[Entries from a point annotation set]
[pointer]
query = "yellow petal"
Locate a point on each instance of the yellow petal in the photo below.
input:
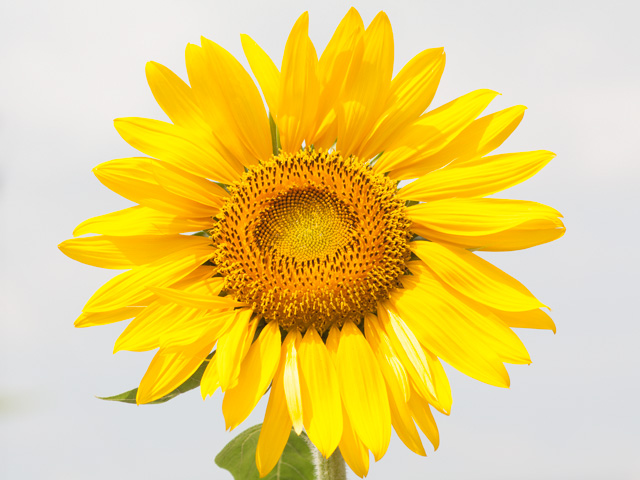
(276, 428)
(210, 380)
(233, 346)
(291, 378)
(414, 151)
(256, 373)
(299, 87)
(170, 368)
(197, 300)
(197, 324)
(174, 97)
(333, 342)
(367, 87)
(189, 150)
(125, 252)
(477, 178)
(363, 390)
(489, 224)
(487, 329)
(133, 179)
(531, 319)
(186, 185)
(333, 66)
(141, 221)
(105, 318)
(265, 72)
(411, 92)
(229, 96)
(408, 349)
(403, 424)
(474, 277)
(162, 317)
(441, 324)
(352, 449)
(390, 365)
(321, 406)
(482, 136)
(424, 418)
(440, 384)
(129, 287)
(397, 383)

What is expected
Arrange every line of the entries above as a JSON list of strings, one string per line, skipping blank lines and leaving out the pictures.

The solution
[
  "[pointer]",
  "query = \"yellow petal\"",
  "Locate a point on each instance of the yellow petal in the photo below.",
  "input:",
  "(276, 428)",
  "(210, 380)",
  "(233, 346)",
  "(291, 378)",
  "(414, 151)",
  "(256, 373)",
  "(299, 87)",
  "(170, 368)",
  "(197, 300)",
  "(197, 324)",
  "(174, 97)",
  "(333, 342)",
  "(367, 87)",
  "(189, 150)",
  "(125, 252)",
  "(477, 178)",
  "(363, 390)",
  "(489, 224)",
  "(487, 329)",
  "(133, 179)",
  "(531, 319)",
  "(186, 185)",
  "(333, 66)",
  "(141, 221)",
  "(105, 318)",
  "(265, 72)",
  "(411, 92)",
  "(229, 96)",
  "(408, 349)",
  "(403, 424)",
  "(474, 277)",
  "(162, 317)",
  "(441, 324)",
  "(352, 449)",
  "(390, 365)",
  "(321, 406)",
  "(482, 136)",
  "(424, 418)",
  "(440, 384)",
  "(129, 287)",
  "(397, 383)"
]